Below are records. Find each line in them that holds the word "photo" and copy it.

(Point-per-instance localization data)
=== Section Start ===

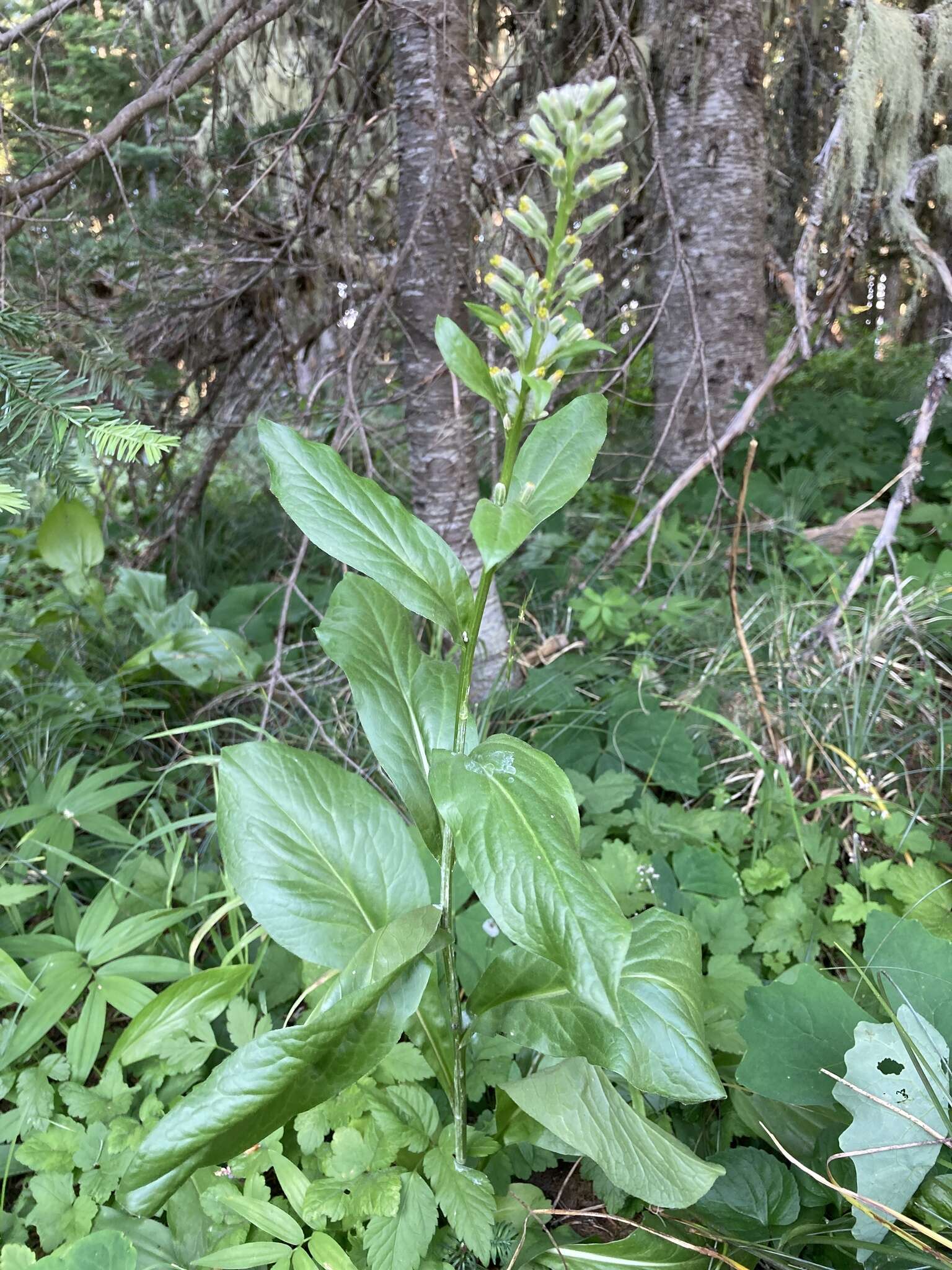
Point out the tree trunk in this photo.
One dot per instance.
(710, 60)
(434, 127)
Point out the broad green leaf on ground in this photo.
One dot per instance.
(578, 1104)
(407, 700)
(654, 742)
(177, 1010)
(355, 521)
(516, 826)
(880, 1066)
(756, 1198)
(266, 1083)
(70, 539)
(658, 1044)
(466, 1197)
(795, 1026)
(639, 1251)
(913, 967)
(399, 1242)
(551, 468)
(464, 360)
(318, 855)
(106, 1250)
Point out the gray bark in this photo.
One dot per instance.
(434, 127)
(710, 60)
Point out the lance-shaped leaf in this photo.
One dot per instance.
(318, 855)
(578, 1104)
(464, 360)
(407, 700)
(177, 1009)
(551, 468)
(353, 520)
(659, 1042)
(888, 1166)
(516, 826)
(273, 1078)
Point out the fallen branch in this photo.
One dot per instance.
(25, 197)
(936, 385)
(36, 19)
(735, 607)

=== Section End ===

Answer:
Point out the tree trunk in this photo.
Point out the broad green leaf on ground in this photo.
Point out the gray bark in this photo.
Point out the lance-shaped leaf in this photo.
Point out the fallen branch in this photo.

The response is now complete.